■ PAGE ■
══════════════════════════════

The Irish middleweight said he was aware of the rough way the night’s
fights were going but was also prepared for the roughhouse tactics due
to previous experience.
“Yeah I heard that, but me and [heavyweight teammate] Sean Turner from
Ireland as well, we come from the European style of boxing. We know
Russians,” said Quigley. “We know they'll come to fight and rough you up
if they have to. I'm used to that. Boxing always beats that. It's not
MMA its boxing and skill will always beat that.”
As for his power in the pros, the jury is still out according to Quigley.
“Too early to tell,” he said. “That guy was a 26 year old man. He's a
strong guy. I may never have as much power as him but if you land a shot
on the right point, he's going down. Doesn't matter if he can bang or
not. It’s all about taking your time and picking your shots. I never go
for a knockout unless you need it. It’s all just I wait for shots to
come and if it comes it comes.”

══════════════════════════════

■ GIVEN ENTRIES ■
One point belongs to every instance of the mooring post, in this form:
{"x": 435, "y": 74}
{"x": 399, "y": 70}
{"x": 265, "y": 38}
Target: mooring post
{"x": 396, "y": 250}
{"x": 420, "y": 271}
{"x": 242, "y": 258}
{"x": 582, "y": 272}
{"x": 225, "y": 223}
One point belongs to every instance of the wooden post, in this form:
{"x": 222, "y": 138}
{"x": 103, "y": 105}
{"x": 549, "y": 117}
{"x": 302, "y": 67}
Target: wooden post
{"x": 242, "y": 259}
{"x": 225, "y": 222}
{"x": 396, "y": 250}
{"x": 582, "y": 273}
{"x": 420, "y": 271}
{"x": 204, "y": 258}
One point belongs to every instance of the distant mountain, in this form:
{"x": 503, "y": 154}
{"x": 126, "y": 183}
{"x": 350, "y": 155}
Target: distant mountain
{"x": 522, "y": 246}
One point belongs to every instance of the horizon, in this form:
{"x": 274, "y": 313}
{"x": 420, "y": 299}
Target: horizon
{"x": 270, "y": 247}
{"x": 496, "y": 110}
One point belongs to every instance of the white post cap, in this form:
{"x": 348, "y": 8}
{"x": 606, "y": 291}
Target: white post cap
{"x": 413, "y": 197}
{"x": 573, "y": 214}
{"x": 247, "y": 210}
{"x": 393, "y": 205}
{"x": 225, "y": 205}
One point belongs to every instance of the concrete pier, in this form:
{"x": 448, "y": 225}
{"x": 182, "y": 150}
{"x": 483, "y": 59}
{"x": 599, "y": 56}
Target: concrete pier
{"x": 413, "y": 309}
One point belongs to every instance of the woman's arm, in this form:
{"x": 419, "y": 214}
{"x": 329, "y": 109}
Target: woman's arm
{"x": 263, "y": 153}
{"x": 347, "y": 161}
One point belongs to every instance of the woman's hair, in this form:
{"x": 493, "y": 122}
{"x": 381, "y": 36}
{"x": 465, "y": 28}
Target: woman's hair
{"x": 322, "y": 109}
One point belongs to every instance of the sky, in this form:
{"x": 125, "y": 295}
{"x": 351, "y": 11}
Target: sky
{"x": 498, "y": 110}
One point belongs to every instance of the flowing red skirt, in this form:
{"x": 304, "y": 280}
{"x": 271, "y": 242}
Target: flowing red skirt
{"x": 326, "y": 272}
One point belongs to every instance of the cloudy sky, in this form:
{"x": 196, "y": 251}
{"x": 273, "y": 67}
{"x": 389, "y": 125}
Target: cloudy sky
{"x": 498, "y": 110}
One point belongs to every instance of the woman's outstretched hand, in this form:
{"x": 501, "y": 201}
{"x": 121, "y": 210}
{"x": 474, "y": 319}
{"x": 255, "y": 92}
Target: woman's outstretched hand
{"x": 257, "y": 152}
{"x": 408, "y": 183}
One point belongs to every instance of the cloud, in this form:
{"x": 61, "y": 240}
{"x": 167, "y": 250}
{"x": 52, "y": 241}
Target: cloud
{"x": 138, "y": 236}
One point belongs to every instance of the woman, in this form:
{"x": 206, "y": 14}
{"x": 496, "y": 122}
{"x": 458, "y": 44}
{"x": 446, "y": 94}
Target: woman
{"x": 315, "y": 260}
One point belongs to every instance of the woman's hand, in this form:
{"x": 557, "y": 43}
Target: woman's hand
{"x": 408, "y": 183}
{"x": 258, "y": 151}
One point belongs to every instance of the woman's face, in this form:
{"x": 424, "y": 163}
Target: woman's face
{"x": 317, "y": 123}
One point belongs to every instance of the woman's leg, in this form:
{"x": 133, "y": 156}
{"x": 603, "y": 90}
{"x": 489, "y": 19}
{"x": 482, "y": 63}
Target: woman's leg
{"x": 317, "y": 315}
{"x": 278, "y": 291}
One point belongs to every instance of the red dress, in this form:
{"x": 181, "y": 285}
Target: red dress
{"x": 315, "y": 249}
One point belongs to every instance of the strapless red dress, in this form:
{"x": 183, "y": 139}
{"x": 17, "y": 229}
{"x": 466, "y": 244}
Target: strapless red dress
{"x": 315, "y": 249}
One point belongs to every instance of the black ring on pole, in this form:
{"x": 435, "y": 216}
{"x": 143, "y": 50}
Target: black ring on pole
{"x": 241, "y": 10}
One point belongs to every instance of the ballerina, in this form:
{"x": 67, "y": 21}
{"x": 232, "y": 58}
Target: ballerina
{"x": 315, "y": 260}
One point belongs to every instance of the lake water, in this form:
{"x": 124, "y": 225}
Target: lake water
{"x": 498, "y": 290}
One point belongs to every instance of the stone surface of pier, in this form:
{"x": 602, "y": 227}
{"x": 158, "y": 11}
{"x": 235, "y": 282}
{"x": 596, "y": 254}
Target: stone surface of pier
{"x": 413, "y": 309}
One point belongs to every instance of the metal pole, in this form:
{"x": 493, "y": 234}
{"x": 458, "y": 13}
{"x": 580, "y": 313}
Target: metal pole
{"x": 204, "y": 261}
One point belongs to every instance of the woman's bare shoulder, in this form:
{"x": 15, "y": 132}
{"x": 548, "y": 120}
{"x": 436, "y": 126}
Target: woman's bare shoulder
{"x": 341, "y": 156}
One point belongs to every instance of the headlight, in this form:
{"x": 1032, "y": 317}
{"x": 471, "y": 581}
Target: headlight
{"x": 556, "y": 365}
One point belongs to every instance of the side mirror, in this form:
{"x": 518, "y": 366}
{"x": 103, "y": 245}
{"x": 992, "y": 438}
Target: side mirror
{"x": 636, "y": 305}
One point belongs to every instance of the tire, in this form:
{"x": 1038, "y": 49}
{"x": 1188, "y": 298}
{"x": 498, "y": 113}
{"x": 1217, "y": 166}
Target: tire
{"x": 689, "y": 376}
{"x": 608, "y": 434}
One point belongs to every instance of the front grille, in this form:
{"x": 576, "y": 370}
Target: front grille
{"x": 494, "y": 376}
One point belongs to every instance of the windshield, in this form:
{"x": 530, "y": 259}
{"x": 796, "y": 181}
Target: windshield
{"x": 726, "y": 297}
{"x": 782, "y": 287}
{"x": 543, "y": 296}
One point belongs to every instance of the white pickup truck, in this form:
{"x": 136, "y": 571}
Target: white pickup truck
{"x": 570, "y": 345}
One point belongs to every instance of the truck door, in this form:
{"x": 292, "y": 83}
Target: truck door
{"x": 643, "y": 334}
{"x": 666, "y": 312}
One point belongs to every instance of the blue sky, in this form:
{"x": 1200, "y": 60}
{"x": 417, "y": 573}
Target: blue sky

══════════════════════════════

■ COMPLETE THE FOLLOWING ■
(a) In the Quigley interview, which teammate does Quigley name as coming from the same European style of boxing?
(b) Continue the Quigley interview from its final sentence.

■ RESPONSES TO THE TASKS ■
(a) Sean Turner, his heavyweight teammate from Ireland.

(b)
As for the rest of the night, in the remaining two bouts the Matadors
split. Light heavyweight Siju Shabazz dropped a unanimous decision to
Danil Shved, 48-47, 48-47 and 49-46. Matador heavyweight David Imoesiri
took a decision over Vitaly Kudukhov in an awkward fight that featured
even more WWE action. But it didn’t matter as the Matadors had already
three of the needed victories in this best of five match and now sit 2-2
on the season after dropping a 5-0 loss to Venky’s Mumbai Fighters this
week. In Group A, in which the Matadors sit in fifth place, they are
tied with each team at 20 wins with each team. They return home to The
Music Box in Hollywood, CA against the Bangkok Elephants December 18. In
action will be team captain and 3-time Olympian bantamweight Rau’Shee
Warren, Jason Quigley, , heavyweight Sean Turner, lightweight Leonid
Malkov and light heavyweight Siju Shabazz..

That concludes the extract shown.